D. V.: Pero no es la misma escenografía, no es el mismo teatro interior.  

P. M.: Es cierto. 

D. V.: Esas religiones tienen una relación con lo sagrado y con el mundo. Nosotros tenemos aún una Trinidad, una especie de familia al fin y al cabo. mientras que en el budismo no hay historia familiar, o está muy fragmentada. 

P. M.: Sí, claro, y esta historia familiar me viene muy bien. Sí, es cierto que existe el budismo, pero yo habría encontrado otra cosa. Esos dioses, los pequeños bodhisattvas, el que está lleno de compasión, el que ama, el que es un poco cristiano en las orillas... Yo habría adoptado ése. Lo que el cristianismo ha llamado Amor es importante para mí. Me parece que está bien fundamentado. Esto viene de mi madre. 

D. V.: Los textos que escribe sobre la Edad Media y aquellos tiempos álgidos, cuando el cristianismo estaba ahí, en medio de aquella violencia y aquella aspereza del mundo, ¿son una forma de ir a buscarlo en un momento más intenso que el nuestro, en el que se ha diluido, dispersado, en un mundo descristianizado?
####
◆ **Tareas del ejercicio**:
1 > Según la entrevista, ¿de quién le viene a P. M. la importancia de lo que el cristianismo ha llamado Amor?
2 > Reproduce el fragmento de la entrevista desde "P. M.: Es cierto." hasta "de mi madre.", cambiando "budismo" por "hinduismo".
El material no interviene en esta parte.

◆ **Datos del ejercicio**:
####
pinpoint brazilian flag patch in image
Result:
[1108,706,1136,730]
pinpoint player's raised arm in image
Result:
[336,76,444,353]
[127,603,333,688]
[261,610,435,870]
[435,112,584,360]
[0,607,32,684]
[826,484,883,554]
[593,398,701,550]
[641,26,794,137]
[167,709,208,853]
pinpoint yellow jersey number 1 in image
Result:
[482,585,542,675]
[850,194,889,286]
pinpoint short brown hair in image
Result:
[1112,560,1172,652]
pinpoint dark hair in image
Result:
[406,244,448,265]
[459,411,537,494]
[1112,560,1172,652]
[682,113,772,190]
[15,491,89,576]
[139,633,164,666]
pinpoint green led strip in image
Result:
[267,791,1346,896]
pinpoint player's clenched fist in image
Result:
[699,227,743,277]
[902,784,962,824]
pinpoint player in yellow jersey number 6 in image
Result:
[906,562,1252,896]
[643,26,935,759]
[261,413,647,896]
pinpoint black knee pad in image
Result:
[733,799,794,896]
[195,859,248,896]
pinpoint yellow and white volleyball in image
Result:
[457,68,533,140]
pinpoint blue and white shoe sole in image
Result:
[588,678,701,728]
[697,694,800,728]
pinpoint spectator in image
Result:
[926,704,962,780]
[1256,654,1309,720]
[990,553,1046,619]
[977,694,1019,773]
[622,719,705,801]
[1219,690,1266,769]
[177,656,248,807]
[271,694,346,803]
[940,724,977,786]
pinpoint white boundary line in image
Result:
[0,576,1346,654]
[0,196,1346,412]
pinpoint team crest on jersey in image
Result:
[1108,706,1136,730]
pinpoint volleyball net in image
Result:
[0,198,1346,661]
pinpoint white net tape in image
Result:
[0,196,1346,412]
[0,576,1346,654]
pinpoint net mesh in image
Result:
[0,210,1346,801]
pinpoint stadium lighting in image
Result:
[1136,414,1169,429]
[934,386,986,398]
####
◆ **Respuestas**:
1 > De su madre.

2 >
P. M.: Es cierto. 

D. V.: Esas religiones tienen una relación con lo sagrado y con el mundo. Nosotros tenemos aún una Trinidad, una especie de familia al fin y al cabo. mientras que en el hinduismo no hay historia familiar, o está muy fragmentada. 

P. M.: Sí, claro, y esta historia familiar me viene muy bien. Sí, es cierto que existe el hinduismo, pero yo habría encontrado otra cosa. Esos dioses, los pequeños bodhisattvas, el que está lleno de compasión, el que ama, el que es un poco cristiano en las orillas... Yo habría adoptado ése. Lo que el cristianismo ha llamado Amor es importante para mí. Me parece que está bien fundamentado. Esto viene de mi madre.